Problem to solve:
Keep the pictures out of the copy and print all the entries below exactly.
___
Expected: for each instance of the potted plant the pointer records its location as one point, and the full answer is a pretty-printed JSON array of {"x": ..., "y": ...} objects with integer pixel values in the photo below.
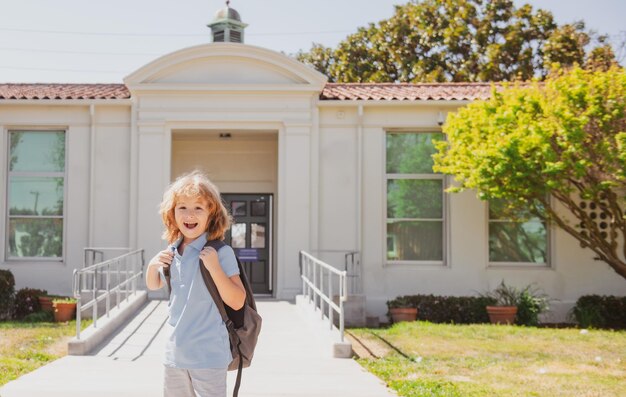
[
  {"x": 402, "y": 309},
  {"x": 64, "y": 309},
  {"x": 504, "y": 309}
]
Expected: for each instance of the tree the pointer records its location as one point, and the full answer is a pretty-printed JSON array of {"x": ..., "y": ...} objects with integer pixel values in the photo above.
[
  {"x": 555, "y": 149},
  {"x": 453, "y": 40}
]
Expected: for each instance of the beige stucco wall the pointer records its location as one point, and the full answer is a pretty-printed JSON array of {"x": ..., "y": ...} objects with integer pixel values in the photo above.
[
  {"x": 239, "y": 89},
  {"x": 102, "y": 130},
  {"x": 350, "y": 201},
  {"x": 323, "y": 160}
]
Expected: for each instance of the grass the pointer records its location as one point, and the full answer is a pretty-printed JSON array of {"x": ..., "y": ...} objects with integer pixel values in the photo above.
[
  {"x": 25, "y": 347},
  {"x": 486, "y": 360}
]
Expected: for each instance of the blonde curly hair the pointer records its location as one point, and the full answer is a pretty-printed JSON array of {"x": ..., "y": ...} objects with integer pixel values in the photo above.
[{"x": 194, "y": 184}]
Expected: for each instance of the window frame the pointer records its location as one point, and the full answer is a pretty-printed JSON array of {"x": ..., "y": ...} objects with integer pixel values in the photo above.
[
  {"x": 523, "y": 265},
  {"x": 53, "y": 174},
  {"x": 444, "y": 202}
]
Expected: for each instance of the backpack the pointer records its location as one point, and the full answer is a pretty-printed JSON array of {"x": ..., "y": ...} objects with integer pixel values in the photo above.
[{"x": 243, "y": 325}]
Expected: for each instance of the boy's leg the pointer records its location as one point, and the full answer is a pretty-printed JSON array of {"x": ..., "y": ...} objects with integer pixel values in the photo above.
[
  {"x": 209, "y": 382},
  {"x": 177, "y": 383}
]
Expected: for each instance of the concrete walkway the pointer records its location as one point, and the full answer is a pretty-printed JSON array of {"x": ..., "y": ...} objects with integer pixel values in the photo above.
[{"x": 293, "y": 358}]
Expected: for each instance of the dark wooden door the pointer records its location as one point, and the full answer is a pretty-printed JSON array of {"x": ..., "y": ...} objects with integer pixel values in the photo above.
[{"x": 250, "y": 235}]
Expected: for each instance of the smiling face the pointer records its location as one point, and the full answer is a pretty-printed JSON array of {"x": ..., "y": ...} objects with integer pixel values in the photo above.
[{"x": 192, "y": 217}]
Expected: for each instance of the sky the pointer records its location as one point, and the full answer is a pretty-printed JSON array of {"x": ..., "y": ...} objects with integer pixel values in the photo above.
[{"x": 85, "y": 41}]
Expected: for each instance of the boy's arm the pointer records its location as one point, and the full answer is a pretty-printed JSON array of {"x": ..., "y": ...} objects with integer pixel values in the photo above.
[
  {"x": 153, "y": 279},
  {"x": 231, "y": 289}
]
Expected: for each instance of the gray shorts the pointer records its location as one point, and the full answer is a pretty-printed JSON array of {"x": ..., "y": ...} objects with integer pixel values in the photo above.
[{"x": 209, "y": 382}]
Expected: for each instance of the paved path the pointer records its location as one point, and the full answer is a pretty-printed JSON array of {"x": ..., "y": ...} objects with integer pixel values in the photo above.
[{"x": 293, "y": 358}]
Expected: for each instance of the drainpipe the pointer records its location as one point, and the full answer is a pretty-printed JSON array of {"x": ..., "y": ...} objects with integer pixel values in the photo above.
[
  {"x": 359, "y": 189},
  {"x": 133, "y": 188},
  {"x": 92, "y": 172}
]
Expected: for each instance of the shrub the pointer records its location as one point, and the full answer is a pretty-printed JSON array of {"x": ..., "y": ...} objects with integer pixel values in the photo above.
[
  {"x": 449, "y": 309},
  {"x": 401, "y": 301},
  {"x": 39, "y": 317},
  {"x": 7, "y": 294},
  {"x": 600, "y": 311},
  {"x": 27, "y": 302},
  {"x": 531, "y": 303}
]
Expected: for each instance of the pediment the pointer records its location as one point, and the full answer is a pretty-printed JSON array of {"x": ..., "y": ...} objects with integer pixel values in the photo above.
[{"x": 219, "y": 64}]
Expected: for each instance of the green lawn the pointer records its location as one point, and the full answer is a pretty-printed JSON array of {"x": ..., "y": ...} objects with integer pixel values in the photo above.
[
  {"x": 487, "y": 360},
  {"x": 25, "y": 347}
]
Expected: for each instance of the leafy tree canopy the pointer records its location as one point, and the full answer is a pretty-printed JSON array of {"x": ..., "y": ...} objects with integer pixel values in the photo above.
[
  {"x": 556, "y": 148},
  {"x": 458, "y": 40}
]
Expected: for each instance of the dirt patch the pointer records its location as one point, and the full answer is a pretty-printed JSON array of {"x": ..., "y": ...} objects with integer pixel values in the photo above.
[{"x": 368, "y": 346}]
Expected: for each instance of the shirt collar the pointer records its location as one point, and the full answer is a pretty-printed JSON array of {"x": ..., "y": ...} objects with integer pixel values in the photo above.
[{"x": 198, "y": 243}]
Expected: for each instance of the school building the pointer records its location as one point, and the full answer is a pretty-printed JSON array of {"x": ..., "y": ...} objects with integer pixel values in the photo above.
[{"x": 342, "y": 171}]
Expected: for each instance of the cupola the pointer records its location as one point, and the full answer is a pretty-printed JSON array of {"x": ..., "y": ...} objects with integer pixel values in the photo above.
[{"x": 227, "y": 27}]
___
Solution for this task:
Expected: for each instance of the potted plant the pointer records its location as one point, and the full answer is a pretty-printed JSON array of {"x": ..., "y": ...} objects with integer pixel values in the photo below.
[
  {"x": 402, "y": 309},
  {"x": 64, "y": 309},
  {"x": 504, "y": 309}
]
Expected: for each instance of the tree the pointer records its location as one point, and the full answer is a pretty-printed JSON array of {"x": ..., "y": ...} objects with integer pixel values in the photo above.
[
  {"x": 555, "y": 149},
  {"x": 453, "y": 40}
]
Expected: for each instance of the beige stucco wall the pointer records its location as one point, and the full answer is a pretty-printed JSON array of {"x": ..., "y": ...} objects with integer pixel values in the photo above.
[
  {"x": 239, "y": 89},
  {"x": 102, "y": 130},
  {"x": 350, "y": 201},
  {"x": 323, "y": 160}
]
Expected: for each instance of the grass the pointer records its location as one point, and the full answer is a pretty-printed JSON array of {"x": ..., "y": ...} objects with integer pixel values in the photo above.
[
  {"x": 25, "y": 347},
  {"x": 486, "y": 360}
]
Expected: for each instance of the blonde curly hair the pointer records its location as one point, and the full answer is a pretty-printed JSON array of {"x": ..., "y": ...} objects with integer pixel values in the photo above.
[{"x": 194, "y": 184}]
Expected: for each instance of the window frame the pointer records its location as one point, and the full answer is a pretty-printed JSON array of {"x": ..., "y": ...} objects with integer pixel values in the photo above.
[
  {"x": 523, "y": 265},
  {"x": 53, "y": 174},
  {"x": 444, "y": 202}
]
Expected: for each instance of the backpack the pointer records its location as one point, and the full answer is a pretty-printed JSON array of {"x": ..., "y": ...} objects with integer pixel values in the photo above.
[{"x": 243, "y": 325}]
Expected: for each instance of the boy's leg the pointer records its location as one point, and the full answer is a pretty-printed JSON array of {"x": ..., "y": ...} objects with integer pixel values in the photo above.
[
  {"x": 209, "y": 382},
  {"x": 177, "y": 383}
]
Expected: for each instance of the concrete walkway the pointer records its location as one point, and the full answer is a pretty-printed JSON array of {"x": ..., "y": ...} objects with integer pixel values in the photo above.
[{"x": 293, "y": 358}]
Expected: for each instance of the dark wooden door the pointer records its location as one point, and the full answer is a pretty-printed JSON array of {"x": ..., "y": ...} objects with integer pixel values in the photo above.
[{"x": 250, "y": 235}]
Expected: for each instance of the smiling face the pointer records its location as one point, and the full answer is a pretty-printed JSON array of {"x": ..., "y": ...} objects with integer pixel values in the photo above.
[{"x": 192, "y": 217}]
Expected: for each instance of the sky the pointer records its location as one point, and the full answer is a pretty-printed JSON array of {"x": ..., "y": ...} objects with integer pixel values in the photo above.
[{"x": 85, "y": 41}]
Expected: for each instance of the boy's arm the pointer records its location as one point, and the full answer is a pretty-printed JSON array of {"x": ..., "y": ...} objects with integer pixel values in the photo above.
[
  {"x": 153, "y": 279},
  {"x": 231, "y": 289}
]
Expected: for each instance of the gray shorts the pointer records its location as one point, and the full answer is a pretty-printed JSON array of {"x": ..., "y": ...} objects with integer pixel values in the photo above.
[{"x": 209, "y": 382}]
Expected: for each instance of the paved path the pointer records its location as one point, and the full answer is a pretty-printed JSON array of {"x": ..., "y": ...} objects with integer pixel values in the photo above.
[{"x": 293, "y": 358}]
Expected: for each instance of the drainpipe the pointer records its location as one point, and the full answer is a pretty-printed JSON array of {"x": ..., "y": ...} objects with integer pixel values in the photo above.
[
  {"x": 359, "y": 189},
  {"x": 133, "y": 188},
  {"x": 92, "y": 172}
]
Expected: for each instance of the shrub the pointer records its location as one point, and the full answer is a pretty-printed JSON array of {"x": ..., "y": ...} objects with integer pixel values in the photo above.
[
  {"x": 449, "y": 309},
  {"x": 401, "y": 301},
  {"x": 39, "y": 317},
  {"x": 7, "y": 294},
  {"x": 600, "y": 311},
  {"x": 27, "y": 302},
  {"x": 531, "y": 303}
]
Expected: for each instance of the pediment the pointer records its location as one point, and the full answer is a pretty-printed JSON array of {"x": ..., "y": ...} objects with integer pixel values in the photo above.
[{"x": 219, "y": 64}]
Expected: for each instance of the green lawn the pointer records its location as one point, and the full answer is a pretty-printed JSON array of {"x": ..., "y": ...} objects with integer pixel values in the photo above.
[
  {"x": 487, "y": 360},
  {"x": 25, "y": 347}
]
Expected: for each instance of the leafy tree canopy the pointer records its location as one point, and the full answer is a pretty-printed JSON array of {"x": ..., "y": ...} objects with integer pixel values in the photo above.
[
  {"x": 556, "y": 148},
  {"x": 458, "y": 40}
]
Expected: for each instance of the dirt patch the pointer records its location as one point, and the full answer is a pretty-printed JSON array of {"x": ..., "y": ...} objects with integer pixel values in the photo above.
[{"x": 368, "y": 346}]
Expected: for each instance of the shirt collar the pointer records its location as one point, and the full answer is a pretty-printed JSON array of {"x": ..., "y": ...} objects with integer pixel values in the photo above.
[{"x": 198, "y": 243}]
Expected: for each instance of the school building the pointer records its location as one point, and the full answer is a pretty-printed JSON array of {"x": ..., "y": ...} objects with integer pixel values in the photo above.
[{"x": 342, "y": 171}]
Expected: for each instance of the cupola the pointer records its location as one point, and the full answer is a pretty-printed JSON array of {"x": ..., "y": ...} objects with integer pixel values in the photo above.
[{"x": 227, "y": 27}]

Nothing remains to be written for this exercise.